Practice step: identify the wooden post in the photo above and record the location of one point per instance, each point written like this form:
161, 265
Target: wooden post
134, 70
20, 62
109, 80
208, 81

Brief »
Change every "wooden post" in the items above to "fence post", and give all the lines again with nothing else altered.

Solution for this exercise »
Practice step: identify the fence post in the photo above and record the location of one point per instance, each point written like this form:
161, 265
Target: fence post
134, 70
20, 62
109, 80
208, 81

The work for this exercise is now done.